== Segment start ==

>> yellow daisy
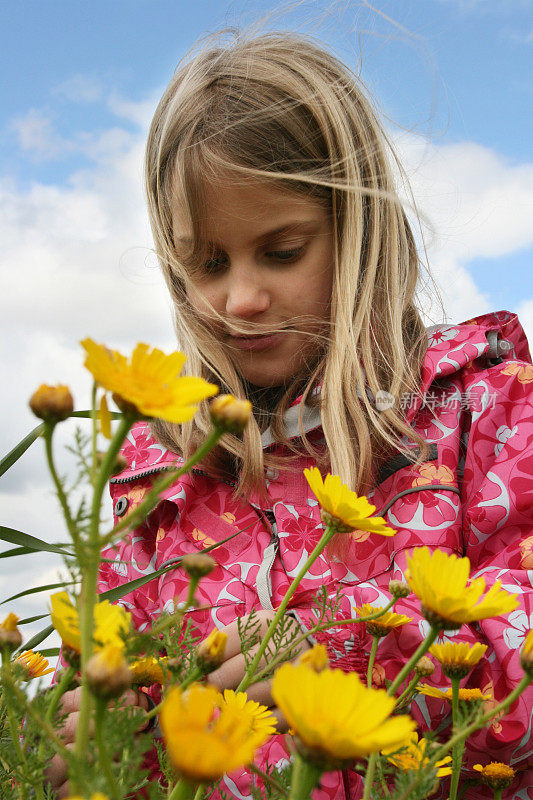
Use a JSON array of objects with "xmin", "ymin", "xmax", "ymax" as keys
[
  {"xmin": 473, "ymin": 762, "xmax": 515, "ymax": 789},
  {"xmin": 405, "ymin": 547, "xmax": 518, "ymax": 629},
  {"xmin": 271, "ymin": 663, "xmax": 415, "ymax": 762},
  {"xmin": 81, "ymin": 339, "xmax": 218, "ymax": 423},
  {"xmin": 14, "ymin": 650, "xmax": 54, "ymax": 680},
  {"xmin": 50, "ymin": 591, "xmax": 131, "ymax": 653},
  {"xmin": 429, "ymin": 641, "xmax": 487, "ymax": 679},
  {"xmin": 218, "ymin": 690, "xmax": 277, "ymax": 742},
  {"xmin": 417, "ymin": 684, "xmax": 491, "ymax": 703},
  {"xmin": 304, "ymin": 468, "xmax": 396, "ymax": 535},
  {"xmin": 355, "ymin": 604, "xmax": 412, "ymax": 638},
  {"xmin": 383, "ymin": 732, "xmax": 452, "ymax": 778},
  {"xmin": 160, "ymin": 683, "xmax": 263, "ymax": 782},
  {"xmin": 129, "ymin": 656, "xmax": 167, "ymax": 686}
]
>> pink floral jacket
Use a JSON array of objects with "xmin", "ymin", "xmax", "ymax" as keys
[{"xmin": 99, "ymin": 310, "xmax": 533, "ymax": 800}]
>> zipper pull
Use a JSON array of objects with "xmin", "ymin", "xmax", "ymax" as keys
[{"xmin": 255, "ymin": 511, "xmax": 279, "ymax": 611}]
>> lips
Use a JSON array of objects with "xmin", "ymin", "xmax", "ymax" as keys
[{"xmin": 227, "ymin": 333, "xmax": 285, "ymax": 352}]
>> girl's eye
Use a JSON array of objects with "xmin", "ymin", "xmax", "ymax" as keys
[
  {"xmin": 266, "ymin": 246, "xmax": 305, "ymax": 262},
  {"xmin": 203, "ymin": 255, "xmax": 228, "ymax": 273}
]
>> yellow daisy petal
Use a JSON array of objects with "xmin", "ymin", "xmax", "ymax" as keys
[
  {"xmin": 81, "ymin": 339, "xmax": 218, "ymax": 423},
  {"xmin": 405, "ymin": 547, "xmax": 518, "ymax": 629},
  {"xmin": 304, "ymin": 467, "xmax": 396, "ymax": 536},
  {"xmin": 271, "ymin": 663, "xmax": 415, "ymax": 761}
]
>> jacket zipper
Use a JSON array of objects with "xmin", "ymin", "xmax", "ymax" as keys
[{"xmin": 110, "ymin": 465, "xmax": 237, "ymax": 488}]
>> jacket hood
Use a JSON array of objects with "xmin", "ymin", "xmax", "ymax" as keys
[{"xmin": 112, "ymin": 309, "xmax": 531, "ymax": 482}]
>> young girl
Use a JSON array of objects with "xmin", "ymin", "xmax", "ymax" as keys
[{"xmin": 52, "ymin": 30, "xmax": 533, "ymax": 800}]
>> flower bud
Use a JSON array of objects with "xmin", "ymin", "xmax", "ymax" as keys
[
  {"xmin": 473, "ymin": 762, "xmax": 515, "ymax": 790},
  {"xmin": 29, "ymin": 384, "xmax": 73, "ymax": 423},
  {"xmin": 0, "ymin": 613, "xmax": 23, "ymax": 652},
  {"xmin": 196, "ymin": 629, "xmax": 228, "ymax": 673},
  {"xmin": 209, "ymin": 394, "xmax": 252, "ymax": 434},
  {"xmin": 389, "ymin": 580, "xmax": 410, "ymax": 599},
  {"xmin": 86, "ymin": 645, "xmax": 131, "ymax": 699},
  {"xmin": 297, "ymin": 644, "xmax": 329, "ymax": 673},
  {"xmin": 415, "ymin": 656, "xmax": 435, "ymax": 677},
  {"xmin": 181, "ymin": 553, "xmax": 216, "ymax": 579}
]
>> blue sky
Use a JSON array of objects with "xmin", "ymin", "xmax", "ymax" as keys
[{"xmin": 1, "ymin": 0, "xmax": 533, "ymax": 642}]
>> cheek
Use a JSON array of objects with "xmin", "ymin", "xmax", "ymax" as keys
[{"xmin": 186, "ymin": 283, "xmax": 220, "ymax": 317}]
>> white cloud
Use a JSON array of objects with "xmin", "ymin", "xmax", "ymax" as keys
[
  {"xmin": 516, "ymin": 299, "xmax": 533, "ymax": 351},
  {"xmin": 52, "ymin": 74, "xmax": 103, "ymax": 104},
  {"xmin": 10, "ymin": 109, "xmax": 73, "ymax": 160},
  {"xmin": 394, "ymin": 132, "xmax": 533, "ymax": 323}
]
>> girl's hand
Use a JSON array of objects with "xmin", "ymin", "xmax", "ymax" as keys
[
  {"xmin": 207, "ymin": 610, "xmax": 310, "ymax": 732},
  {"xmin": 44, "ymin": 686, "xmax": 151, "ymax": 799}
]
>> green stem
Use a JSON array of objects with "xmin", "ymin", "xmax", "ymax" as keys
[
  {"xmin": 394, "ymin": 673, "xmax": 533, "ymax": 800},
  {"xmin": 362, "ymin": 753, "xmax": 377, "ymax": 800},
  {"xmin": 167, "ymin": 777, "xmax": 197, "ymax": 800},
  {"xmin": 192, "ymin": 788, "xmax": 204, "ymax": 800},
  {"xmin": 101, "ymin": 427, "xmax": 224, "ymax": 546},
  {"xmin": 43, "ymin": 423, "xmax": 80, "ymax": 550},
  {"xmin": 1, "ymin": 655, "xmax": 69, "ymax": 760},
  {"xmin": 45, "ymin": 666, "xmax": 76, "ymax": 724},
  {"xmin": 237, "ymin": 525, "xmax": 335, "ymax": 692},
  {"xmin": 493, "ymin": 789, "xmax": 503, "ymax": 800},
  {"xmin": 433, "ymin": 673, "xmax": 532, "ymax": 765},
  {"xmin": 248, "ymin": 601, "xmax": 398, "ymax": 687},
  {"xmin": 387, "ymin": 625, "xmax": 440, "ymax": 697},
  {"xmin": 367, "ymin": 636, "xmax": 380, "ymax": 688},
  {"xmin": 394, "ymin": 673, "xmax": 420, "ymax": 710},
  {"xmin": 249, "ymin": 763, "xmax": 289, "ymax": 797},
  {"xmin": 288, "ymin": 753, "xmax": 321, "ymax": 800},
  {"xmin": 1, "ymin": 649, "xmax": 25, "ymax": 767},
  {"xmin": 35, "ymin": 665, "xmax": 76, "ymax": 788},
  {"xmin": 448, "ymin": 676, "xmax": 464, "ymax": 800},
  {"xmin": 74, "ymin": 413, "xmax": 134, "ymax": 766},
  {"xmin": 95, "ymin": 699, "xmax": 119, "ymax": 799},
  {"xmin": 90, "ymin": 382, "xmax": 98, "ymax": 486},
  {"xmin": 179, "ymin": 666, "xmax": 202, "ymax": 692}
]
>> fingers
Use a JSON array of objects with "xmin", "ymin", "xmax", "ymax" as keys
[
  {"xmin": 242, "ymin": 679, "xmax": 274, "ymax": 707},
  {"xmin": 271, "ymin": 707, "xmax": 289, "ymax": 734},
  {"xmin": 44, "ymin": 743, "xmax": 74, "ymax": 791},
  {"xmin": 210, "ymin": 610, "xmax": 276, "ymax": 661},
  {"xmin": 56, "ymin": 782, "xmax": 71, "ymax": 800}
]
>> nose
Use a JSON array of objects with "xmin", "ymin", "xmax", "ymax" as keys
[{"xmin": 224, "ymin": 265, "xmax": 271, "ymax": 319}]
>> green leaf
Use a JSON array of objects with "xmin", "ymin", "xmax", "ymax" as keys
[
  {"xmin": 18, "ymin": 613, "xmax": 50, "ymax": 625},
  {"xmin": 0, "ymin": 423, "xmax": 44, "ymax": 477},
  {"xmin": 36, "ymin": 647, "xmax": 60, "ymax": 657},
  {"xmin": 1, "ymin": 580, "xmax": 78, "ymax": 605},
  {"xmin": 20, "ymin": 624, "xmax": 54, "ymax": 652},
  {"xmin": 0, "ymin": 526, "xmax": 73, "ymax": 556},
  {"xmin": 0, "ymin": 410, "xmax": 122, "ymax": 478},
  {"xmin": 99, "ymin": 562, "xmax": 182, "ymax": 603},
  {"xmin": 0, "ymin": 546, "xmax": 33, "ymax": 558}
]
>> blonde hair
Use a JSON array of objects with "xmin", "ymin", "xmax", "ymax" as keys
[{"xmin": 144, "ymin": 29, "xmax": 430, "ymax": 500}]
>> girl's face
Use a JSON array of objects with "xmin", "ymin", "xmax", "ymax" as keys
[{"xmin": 172, "ymin": 179, "xmax": 334, "ymax": 388}]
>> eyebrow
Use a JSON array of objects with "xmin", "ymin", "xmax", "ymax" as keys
[{"xmin": 175, "ymin": 219, "xmax": 322, "ymax": 247}]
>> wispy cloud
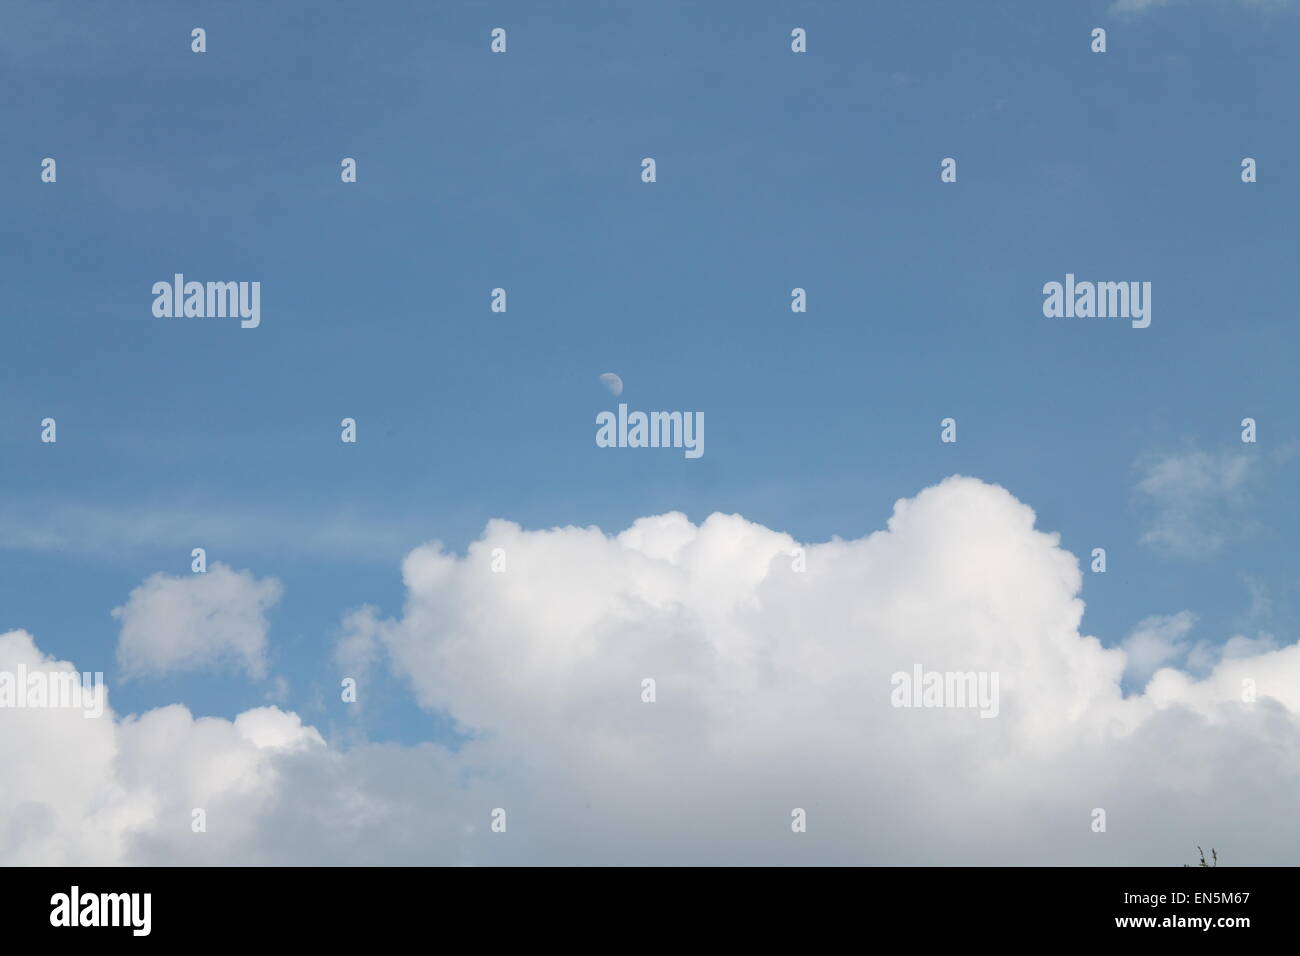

== Segment end ==

■ **Aim of the task**: Scan the material above for the string "girl". Return each line where it occurs.

■ **Your response**:
>> girl's eye
>> young girl
>> girl's hand
>> girl's face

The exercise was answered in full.